Directions:
Range to copy from the entries below: the line containing "hey so can you find the orange" through the line containing "hey so can you find the wooden pillar", inclusive. Retype only those lines, exactly, without any images.
━━━ Provided records
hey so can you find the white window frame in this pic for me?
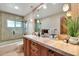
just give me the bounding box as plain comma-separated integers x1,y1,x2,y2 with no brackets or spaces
7,20,15,27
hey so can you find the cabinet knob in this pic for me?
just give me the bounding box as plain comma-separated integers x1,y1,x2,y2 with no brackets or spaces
32,49,35,52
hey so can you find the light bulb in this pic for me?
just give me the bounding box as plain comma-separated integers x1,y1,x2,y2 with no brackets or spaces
42,4,47,9
14,6,19,9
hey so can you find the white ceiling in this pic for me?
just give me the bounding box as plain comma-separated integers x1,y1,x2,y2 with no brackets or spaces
0,3,65,18
0,3,40,16
35,3,65,19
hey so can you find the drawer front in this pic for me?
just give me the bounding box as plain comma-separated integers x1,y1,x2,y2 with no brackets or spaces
31,48,40,56
31,41,40,56
31,41,39,49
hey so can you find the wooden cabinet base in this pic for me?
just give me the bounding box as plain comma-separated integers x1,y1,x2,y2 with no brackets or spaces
23,38,64,56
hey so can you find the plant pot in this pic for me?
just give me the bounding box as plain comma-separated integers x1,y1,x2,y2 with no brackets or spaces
69,37,79,45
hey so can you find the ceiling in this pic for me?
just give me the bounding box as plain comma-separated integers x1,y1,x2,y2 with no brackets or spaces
35,3,65,19
0,3,65,19
0,3,40,16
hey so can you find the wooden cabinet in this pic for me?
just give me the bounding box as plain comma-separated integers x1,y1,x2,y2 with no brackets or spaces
23,38,64,56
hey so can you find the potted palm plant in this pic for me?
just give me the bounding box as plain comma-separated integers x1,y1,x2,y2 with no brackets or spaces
66,16,79,44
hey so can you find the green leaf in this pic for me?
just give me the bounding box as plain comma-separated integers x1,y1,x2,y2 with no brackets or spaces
66,16,79,37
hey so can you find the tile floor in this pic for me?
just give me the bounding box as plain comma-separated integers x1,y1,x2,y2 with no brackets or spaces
0,39,24,56
2,50,24,56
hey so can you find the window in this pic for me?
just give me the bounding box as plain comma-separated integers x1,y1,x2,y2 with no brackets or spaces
7,20,15,27
16,21,22,27
7,20,22,27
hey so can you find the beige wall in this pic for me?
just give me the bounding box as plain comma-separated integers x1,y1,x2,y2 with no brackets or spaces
0,12,24,40
40,12,65,34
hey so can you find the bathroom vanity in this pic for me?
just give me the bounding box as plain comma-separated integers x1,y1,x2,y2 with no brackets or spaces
23,35,79,56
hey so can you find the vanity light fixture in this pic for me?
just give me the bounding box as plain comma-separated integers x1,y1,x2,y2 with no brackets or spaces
63,4,69,12
14,6,19,10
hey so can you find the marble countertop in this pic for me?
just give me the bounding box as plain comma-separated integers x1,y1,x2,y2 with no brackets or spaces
23,35,79,56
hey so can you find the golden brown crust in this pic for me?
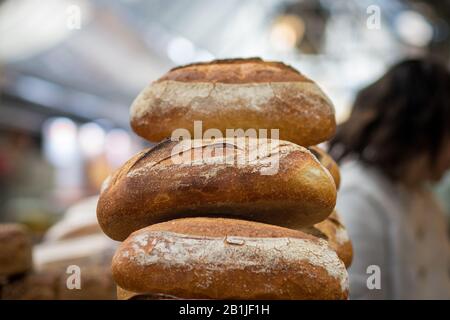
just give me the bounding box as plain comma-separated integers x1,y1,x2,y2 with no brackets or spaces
130,58,336,146
308,146,340,189
302,211,353,268
146,217,316,239
97,138,337,241
112,218,349,300
160,58,310,83
0,224,33,277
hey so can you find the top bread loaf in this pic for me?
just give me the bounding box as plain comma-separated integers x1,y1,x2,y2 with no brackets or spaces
130,58,336,146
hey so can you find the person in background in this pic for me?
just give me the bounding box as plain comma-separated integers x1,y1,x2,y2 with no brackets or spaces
329,58,450,299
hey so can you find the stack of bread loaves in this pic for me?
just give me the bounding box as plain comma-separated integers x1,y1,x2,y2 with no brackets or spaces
97,58,352,300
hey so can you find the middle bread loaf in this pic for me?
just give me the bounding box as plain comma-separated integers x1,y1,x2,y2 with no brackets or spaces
97,137,337,241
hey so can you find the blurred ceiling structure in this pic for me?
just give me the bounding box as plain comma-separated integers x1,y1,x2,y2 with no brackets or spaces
0,0,449,133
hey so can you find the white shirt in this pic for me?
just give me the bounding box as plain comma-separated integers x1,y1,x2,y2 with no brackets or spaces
337,160,450,299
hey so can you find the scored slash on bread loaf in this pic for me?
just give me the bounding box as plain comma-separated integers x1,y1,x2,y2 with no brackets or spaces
97,137,337,241
130,58,335,146
112,217,349,300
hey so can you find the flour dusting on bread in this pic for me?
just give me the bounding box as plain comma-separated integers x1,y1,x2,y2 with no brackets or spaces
121,230,348,292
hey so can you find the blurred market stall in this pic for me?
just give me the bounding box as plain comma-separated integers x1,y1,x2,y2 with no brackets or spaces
0,0,449,229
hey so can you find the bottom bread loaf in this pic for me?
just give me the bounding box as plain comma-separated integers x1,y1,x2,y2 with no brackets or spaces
112,217,349,300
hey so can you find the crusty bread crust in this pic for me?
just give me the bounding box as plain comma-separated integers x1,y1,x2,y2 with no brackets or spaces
160,58,310,83
112,218,349,300
97,137,337,241
308,146,340,189
130,58,335,146
301,211,353,268
145,217,316,239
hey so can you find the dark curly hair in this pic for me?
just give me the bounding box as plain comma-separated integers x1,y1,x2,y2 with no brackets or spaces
329,58,450,181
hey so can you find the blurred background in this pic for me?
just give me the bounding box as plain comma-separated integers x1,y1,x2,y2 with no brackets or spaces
0,0,449,235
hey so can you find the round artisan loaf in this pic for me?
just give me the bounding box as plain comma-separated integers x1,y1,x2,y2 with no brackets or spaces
301,211,353,268
112,217,349,300
0,224,33,278
308,146,340,188
97,137,337,241
130,58,335,147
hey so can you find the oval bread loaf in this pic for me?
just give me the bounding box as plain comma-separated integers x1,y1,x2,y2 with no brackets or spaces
130,58,336,146
97,137,337,241
112,217,349,300
308,146,340,189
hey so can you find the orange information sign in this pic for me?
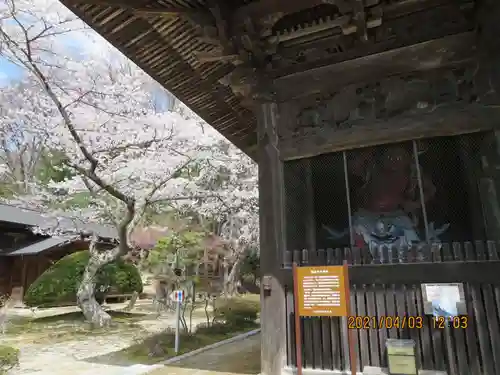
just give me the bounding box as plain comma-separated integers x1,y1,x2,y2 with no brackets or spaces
295,265,349,317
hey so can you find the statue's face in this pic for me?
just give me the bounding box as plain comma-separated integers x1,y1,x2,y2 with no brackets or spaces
382,146,411,170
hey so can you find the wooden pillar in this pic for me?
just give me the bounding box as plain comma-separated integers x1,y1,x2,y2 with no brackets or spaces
256,99,287,375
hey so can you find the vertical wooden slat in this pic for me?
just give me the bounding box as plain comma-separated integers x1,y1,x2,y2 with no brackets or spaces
441,244,459,375
446,243,468,375
284,248,293,368
473,241,498,375
341,248,356,371
300,250,314,368
291,249,303,366
373,245,388,367
453,243,481,375
383,246,398,344
317,249,333,370
406,245,422,370
351,247,365,371
365,283,380,367
310,250,323,369
486,241,500,311
285,251,296,367
429,244,445,371
375,283,388,367
355,284,369,370
393,245,409,342
464,241,495,375
415,282,433,370
285,285,295,366
329,248,342,370
485,241,500,373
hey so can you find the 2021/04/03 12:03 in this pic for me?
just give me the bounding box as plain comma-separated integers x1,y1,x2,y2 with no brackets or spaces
347,316,469,329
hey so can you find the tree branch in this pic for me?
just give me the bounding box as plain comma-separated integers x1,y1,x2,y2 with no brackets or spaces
1,5,136,254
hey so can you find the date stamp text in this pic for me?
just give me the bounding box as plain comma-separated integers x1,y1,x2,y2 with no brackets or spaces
347,315,468,329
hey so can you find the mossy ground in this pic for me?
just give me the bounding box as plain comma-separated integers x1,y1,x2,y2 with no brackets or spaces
4,310,149,343
0,344,19,375
89,294,260,366
88,322,259,366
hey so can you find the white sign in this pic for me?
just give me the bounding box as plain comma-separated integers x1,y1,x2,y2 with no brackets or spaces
422,283,463,318
170,290,184,303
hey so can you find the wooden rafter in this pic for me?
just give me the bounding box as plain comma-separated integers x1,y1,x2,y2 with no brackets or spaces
63,0,205,18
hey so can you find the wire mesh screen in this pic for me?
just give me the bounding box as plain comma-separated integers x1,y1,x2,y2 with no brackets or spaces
283,134,489,257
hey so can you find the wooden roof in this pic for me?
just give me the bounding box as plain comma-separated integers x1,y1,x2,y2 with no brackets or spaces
61,0,477,159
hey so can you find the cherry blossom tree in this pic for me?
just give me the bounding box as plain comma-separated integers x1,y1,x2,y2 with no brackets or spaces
0,0,258,326
204,141,259,296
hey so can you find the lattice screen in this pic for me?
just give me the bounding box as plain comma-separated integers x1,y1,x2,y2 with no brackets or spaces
283,134,489,256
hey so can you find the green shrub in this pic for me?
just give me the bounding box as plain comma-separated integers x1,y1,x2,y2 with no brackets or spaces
24,250,143,307
195,322,233,335
0,345,19,374
214,297,260,328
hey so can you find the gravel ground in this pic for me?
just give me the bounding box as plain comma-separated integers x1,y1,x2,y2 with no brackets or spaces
2,303,208,375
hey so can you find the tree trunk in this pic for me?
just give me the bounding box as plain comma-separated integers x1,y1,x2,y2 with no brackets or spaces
76,244,121,328
224,256,244,297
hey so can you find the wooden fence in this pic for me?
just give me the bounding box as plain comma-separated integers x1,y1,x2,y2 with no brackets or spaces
282,241,500,374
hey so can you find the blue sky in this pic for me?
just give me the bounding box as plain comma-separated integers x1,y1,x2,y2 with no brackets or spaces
0,58,24,84
0,23,175,108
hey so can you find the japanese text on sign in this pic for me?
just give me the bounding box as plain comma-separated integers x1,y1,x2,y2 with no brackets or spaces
296,266,348,317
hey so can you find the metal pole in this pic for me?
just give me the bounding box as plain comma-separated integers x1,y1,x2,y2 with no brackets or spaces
412,140,430,242
343,151,354,247
175,298,181,354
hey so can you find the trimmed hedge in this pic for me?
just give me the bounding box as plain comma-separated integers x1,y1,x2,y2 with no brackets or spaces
214,297,260,328
0,345,19,374
24,250,143,307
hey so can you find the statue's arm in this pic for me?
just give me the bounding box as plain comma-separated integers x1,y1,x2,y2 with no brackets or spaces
348,149,375,180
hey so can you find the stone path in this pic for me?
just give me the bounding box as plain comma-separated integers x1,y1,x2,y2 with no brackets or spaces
147,334,261,375
7,333,161,375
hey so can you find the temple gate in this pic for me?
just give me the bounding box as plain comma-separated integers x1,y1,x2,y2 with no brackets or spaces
61,0,500,373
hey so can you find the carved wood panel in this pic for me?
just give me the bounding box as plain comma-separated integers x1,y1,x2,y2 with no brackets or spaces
271,1,475,71
277,64,500,159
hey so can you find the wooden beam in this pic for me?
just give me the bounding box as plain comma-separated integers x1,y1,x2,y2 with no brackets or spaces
282,260,500,285
351,261,500,284
279,105,500,160
274,31,477,101
232,0,336,23
193,51,242,64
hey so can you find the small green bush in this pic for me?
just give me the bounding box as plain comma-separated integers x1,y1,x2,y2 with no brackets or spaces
0,345,19,374
214,297,260,328
195,322,233,335
24,250,143,307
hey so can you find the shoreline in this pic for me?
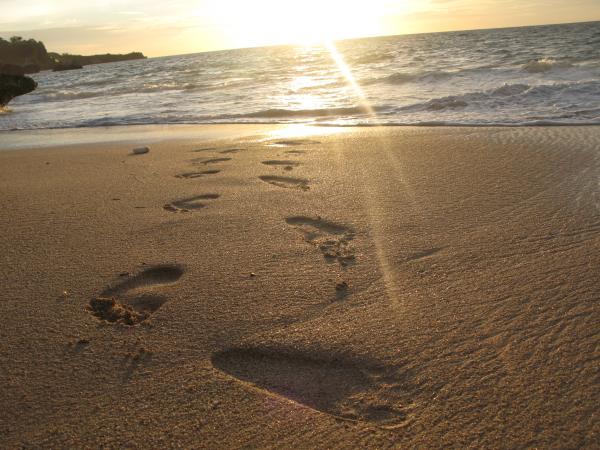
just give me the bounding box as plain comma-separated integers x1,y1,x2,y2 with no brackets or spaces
2,122,600,152
1,125,598,448
0,123,293,151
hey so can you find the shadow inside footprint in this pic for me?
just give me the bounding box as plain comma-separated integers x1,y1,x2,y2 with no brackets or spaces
271,139,321,146
89,264,184,326
262,160,300,166
212,347,408,428
164,194,220,212
284,150,305,155
262,160,300,171
175,170,220,179
286,216,356,266
259,175,309,190
191,147,217,153
102,265,184,295
202,157,231,165
220,148,243,154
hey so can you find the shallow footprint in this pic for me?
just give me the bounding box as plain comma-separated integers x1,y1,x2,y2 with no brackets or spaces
220,148,243,154
88,264,184,326
212,347,409,428
163,194,220,212
175,170,221,179
203,157,231,165
286,216,356,266
189,157,232,165
284,150,305,155
259,175,309,190
262,160,300,171
271,139,321,146
191,147,217,153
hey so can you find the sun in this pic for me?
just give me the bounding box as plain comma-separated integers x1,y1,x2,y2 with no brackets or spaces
201,0,396,47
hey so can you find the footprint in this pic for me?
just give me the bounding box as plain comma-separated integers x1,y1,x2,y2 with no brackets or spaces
271,139,320,146
286,216,356,266
189,157,231,165
212,347,409,428
259,175,309,190
220,148,243,154
191,147,217,153
175,170,221,179
284,150,305,155
202,157,231,165
335,280,350,300
88,264,184,326
163,194,220,212
262,160,300,171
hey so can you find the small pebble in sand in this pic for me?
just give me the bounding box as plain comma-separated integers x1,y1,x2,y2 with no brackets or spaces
250,272,256,277
132,146,150,155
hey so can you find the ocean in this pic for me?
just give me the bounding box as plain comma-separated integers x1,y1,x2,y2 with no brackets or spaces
2,21,600,130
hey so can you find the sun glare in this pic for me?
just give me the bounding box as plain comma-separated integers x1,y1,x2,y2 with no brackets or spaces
203,0,394,47
325,40,374,114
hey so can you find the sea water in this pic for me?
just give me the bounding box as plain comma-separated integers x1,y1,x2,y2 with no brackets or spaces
2,21,599,130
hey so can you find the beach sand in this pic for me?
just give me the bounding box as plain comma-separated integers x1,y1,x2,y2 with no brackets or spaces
0,125,598,448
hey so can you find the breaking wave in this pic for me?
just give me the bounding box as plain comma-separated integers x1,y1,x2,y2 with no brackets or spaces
522,58,574,73
364,70,454,85
224,106,373,119
395,81,600,117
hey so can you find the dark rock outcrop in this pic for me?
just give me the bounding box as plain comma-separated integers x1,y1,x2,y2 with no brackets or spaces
0,69,37,107
23,63,41,74
0,63,25,76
━━━━━━
Answer space:
hey so can you find the orange information sign in this pic for me?
just give me the bounding box as plain comma-separated integers x1,y1,x2,y2 with no brackets or spaces
295,265,349,317
hey so can you find the statue's face in this pic for me?
just give me the bounding box as plain comma-separated integers x1,y1,x2,y2 with no brackets or spaces
382,146,411,170
hey so can you find the wooden pillar in this pic for me?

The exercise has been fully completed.